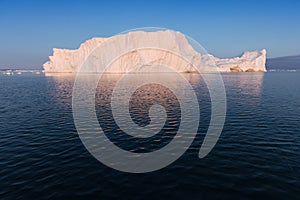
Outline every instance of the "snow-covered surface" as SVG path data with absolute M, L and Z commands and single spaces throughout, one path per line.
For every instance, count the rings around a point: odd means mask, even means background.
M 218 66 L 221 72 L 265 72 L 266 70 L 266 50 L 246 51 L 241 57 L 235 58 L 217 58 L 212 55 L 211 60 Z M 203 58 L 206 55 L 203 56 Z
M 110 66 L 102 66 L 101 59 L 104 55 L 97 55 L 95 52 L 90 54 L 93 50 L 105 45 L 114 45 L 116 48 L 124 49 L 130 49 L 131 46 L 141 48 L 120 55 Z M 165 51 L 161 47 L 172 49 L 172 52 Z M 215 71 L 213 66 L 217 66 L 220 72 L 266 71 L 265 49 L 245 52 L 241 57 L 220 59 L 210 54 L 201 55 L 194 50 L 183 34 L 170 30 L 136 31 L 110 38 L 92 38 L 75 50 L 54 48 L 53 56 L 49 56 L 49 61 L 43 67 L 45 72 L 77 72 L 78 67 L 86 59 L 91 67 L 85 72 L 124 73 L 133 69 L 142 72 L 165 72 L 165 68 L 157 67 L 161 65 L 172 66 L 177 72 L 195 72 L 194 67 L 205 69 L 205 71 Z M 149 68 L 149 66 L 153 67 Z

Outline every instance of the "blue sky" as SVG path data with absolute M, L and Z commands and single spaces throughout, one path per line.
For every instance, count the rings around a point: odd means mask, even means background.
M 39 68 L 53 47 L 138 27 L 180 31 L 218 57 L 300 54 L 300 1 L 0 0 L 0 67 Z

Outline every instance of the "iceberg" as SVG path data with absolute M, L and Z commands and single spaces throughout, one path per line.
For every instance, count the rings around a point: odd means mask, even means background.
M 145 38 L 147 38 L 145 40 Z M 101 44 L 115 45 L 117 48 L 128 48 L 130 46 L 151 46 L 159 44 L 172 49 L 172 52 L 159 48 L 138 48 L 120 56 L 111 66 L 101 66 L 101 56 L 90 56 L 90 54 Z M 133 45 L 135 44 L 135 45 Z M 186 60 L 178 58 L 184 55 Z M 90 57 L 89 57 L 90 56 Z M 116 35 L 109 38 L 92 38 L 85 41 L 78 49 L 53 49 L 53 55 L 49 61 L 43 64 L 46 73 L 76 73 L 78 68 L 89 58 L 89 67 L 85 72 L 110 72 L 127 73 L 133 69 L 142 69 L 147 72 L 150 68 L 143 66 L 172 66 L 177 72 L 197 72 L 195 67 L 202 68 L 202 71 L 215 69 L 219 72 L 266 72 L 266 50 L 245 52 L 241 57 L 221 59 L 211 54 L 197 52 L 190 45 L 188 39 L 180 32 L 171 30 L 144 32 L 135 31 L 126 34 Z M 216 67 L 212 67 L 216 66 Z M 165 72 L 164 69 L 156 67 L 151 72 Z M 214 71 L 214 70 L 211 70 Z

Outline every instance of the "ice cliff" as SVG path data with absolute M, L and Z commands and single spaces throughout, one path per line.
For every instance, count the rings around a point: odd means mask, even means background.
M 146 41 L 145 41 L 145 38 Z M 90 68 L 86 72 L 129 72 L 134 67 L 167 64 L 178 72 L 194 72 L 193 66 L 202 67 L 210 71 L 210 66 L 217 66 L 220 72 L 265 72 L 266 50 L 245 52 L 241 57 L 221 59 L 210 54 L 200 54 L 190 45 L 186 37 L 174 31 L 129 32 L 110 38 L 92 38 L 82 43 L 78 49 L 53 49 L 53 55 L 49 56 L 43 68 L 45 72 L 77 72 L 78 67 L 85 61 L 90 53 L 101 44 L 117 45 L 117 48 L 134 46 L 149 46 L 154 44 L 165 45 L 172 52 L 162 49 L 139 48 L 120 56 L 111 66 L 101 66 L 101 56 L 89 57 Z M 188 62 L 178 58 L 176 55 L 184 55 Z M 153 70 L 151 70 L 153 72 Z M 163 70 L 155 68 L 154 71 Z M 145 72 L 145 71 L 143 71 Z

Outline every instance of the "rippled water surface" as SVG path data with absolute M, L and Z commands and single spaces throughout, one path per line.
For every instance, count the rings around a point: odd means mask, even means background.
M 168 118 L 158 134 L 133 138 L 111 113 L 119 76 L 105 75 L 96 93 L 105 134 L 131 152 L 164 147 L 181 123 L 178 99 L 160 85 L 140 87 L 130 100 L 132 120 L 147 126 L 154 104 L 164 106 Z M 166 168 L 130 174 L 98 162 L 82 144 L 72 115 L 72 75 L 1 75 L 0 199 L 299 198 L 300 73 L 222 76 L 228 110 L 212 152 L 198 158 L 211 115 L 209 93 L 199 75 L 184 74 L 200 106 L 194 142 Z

Goal of the exercise :: Restate the listing word for word, pictures excluded.

Final answer ::
Outline every instance of the "snow-covered surface" as SVG path data with absolute M, L and Z commands and single spaces throughout, one path per line.
For every instance, count the rings around a point: odd means mask, even means background.
M 218 66 L 221 72 L 265 72 L 266 70 L 266 50 L 246 51 L 241 57 L 235 58 L 217 58 L 212 55 L 211 60 Z M 203 58 L 206 55 L 203 56 Z
M 110 66 L 102 66 L 101 59 L 104 55 L 97 55 L 95 52 L 90 54 L 93 50 L 105 45 L 114 45 L 116 48 L 124 49 L 130 49 L 131 46 L 141 48 L 120 55 Z M 165 51 L 161 47 L 172 49 L 172 52 Z M 215 71 L 213 66 L 217 66 L 220 72 L 266 71 L 265 49 L 245 52 L 241 57 L 220 59 L 210 54 L 201 55 L 194 50 L 183 34 L 170 30 L 136 31 L 110 38 L 92 38 L 75 50 L 54 48 L 53 56 L 49 56 L 49 61 L 43 67 L 45 72 L 77 72 L 78 67 L 86 59 L 91 67 L 85 72 L 124 73 L 133 69 L 142 72 L 165 72 L 165 68 L 157 67 L 161 65 L 172 66 L 177 72 L 195 72 L 194 67 L 205 69 L 205 71 Z M 149 68 L 149 66 L 153 67 Z

Outline every instance of the "blue sky" as SVG path data with absolute M, L and Z commands and single spaces throughout, one path per line.
For every instance, count the rings around a point: odd means mask, even means background.
M 39 68 L 53 47 L 138 27 L 180 31 L 218 57 L 300 54 L 300 1 L 0 0 L 0 67 Z

Outline every instance of the "iceberg" as SVG path data with absolute M, L and Z commands and single spaces throughout, one path per line.
For every instance, count the rings around a point: odd means mask, even means background.
M 145 38 L 147 38 L 145 40 Z M 101 44 L 115 45 L 117 48 L 128 48 L 130 46 L 151 46 L 159 44 L 172 49 L 172 52 L 159 48 L 138 48 L 120 56 L 111 66 L 101 66 L 101 56 L 90 56 L 90 54 Z M 133 45 L 135 44 L 135 45 Z M 186 60 L 178 58 L 184 55 Z M 90 57 L 89 57 L 90 56 Z M 116 35 L 109 38 L 92 38 L 85 41 L 78 49 L 53 49 L 53 55 L 49 61 L 43 64 L 46 73 L 76 73 L 78 68 L 89 58 L 89 67 L 85 72 L 110 72 L 127 73 L 133 69 L 142 69 L 147 72 L 150 68 L 143 66 L 172 66 L 177 72 L 197 72 L 195 67 L 202 68 L 202 71 L 215 69 L 219 72 L 266 72 L 266 50 L 245 52 L 241 57 L 221 59 L 211 54 L 197 52 L 190 45 L 188 39 L 180 32 L 171 30 L 144 32 L 135 31 L 126 34 Z M 216 67 L 212 67 L 216 66 Z M 165 72 L 164 69 L 156 67 L 151 72 Z M 214 71 L 214 70 L 211 70 Z

Outline every instance of the "ice cliff" as SVG path data with absolute M, L and Z commands and single spaces throughout, one path per line.
For every instance, count the rings around a point: odd means mask, even means background.
M 146 41 L 145 41 L 145 38 Z M 90 68 L 86 72 L 129 72 L 134 67 L 167 64 L 178 72 L 194 72 L 193 66 L 202 67 L 210 71 L 210 66 L 217 66 L 220 72 L 265 72 L 266 50 L 245 52 L 241 57 L 221 59 L 210 54 L 200 54 L 190 45 L 186 37 L 174 31 L 129 32 L 110 38 L 92 38 L 82 43 L 78 49 L 53 49 L 53 55 L 49 56 L 43 68 L 45 72 L 77 72 L 78 67 L 85 61 L 90 53 L 101 44 L 117 45 L 117 48 L 134 46 L 149 46 L 154 44 L 165 45 L 172 52 L 162 49 L 139 48 L 120 56 L 111 66 L 101 66 L 101 56 L 89 57 Z M 188 62 L 178 58 L 176 55 L 184 55 Z M 153 70 L 151 70 L 153 72 Z M 163 70 L 155 68 L 154 71 Z M 145 72 L 145 71 L 143 71 Z

Outline every instance of the "rippled water surface" as SVG path data with absolute M, L and Z commands and single spaces throughout, one path per line.
For every instance, count the rings around a point: odd means mask, even means background.
M 168 118 L 158 134 L 133 138 L 111 113 L 119 76 L 105 75 L 96 93 L 105 134 L 131 152 L 164 147 L 181 123 L 178 99 L 160 85 L 140 87 L 130 100 L 132 120 L 147 126 L 154 104 L 164 106 Z M 166 168 L 130 174 L 98 162 L 82 144 L 72 115 L 72 75 L 1 75 L 0 199 L 299 198 L 300 73 L 222 76 L 228 110 L 212 152 L 198 158 L 211 115 L 209 93 L 199 75 L 184 74 L 200 106 L 194 142 Z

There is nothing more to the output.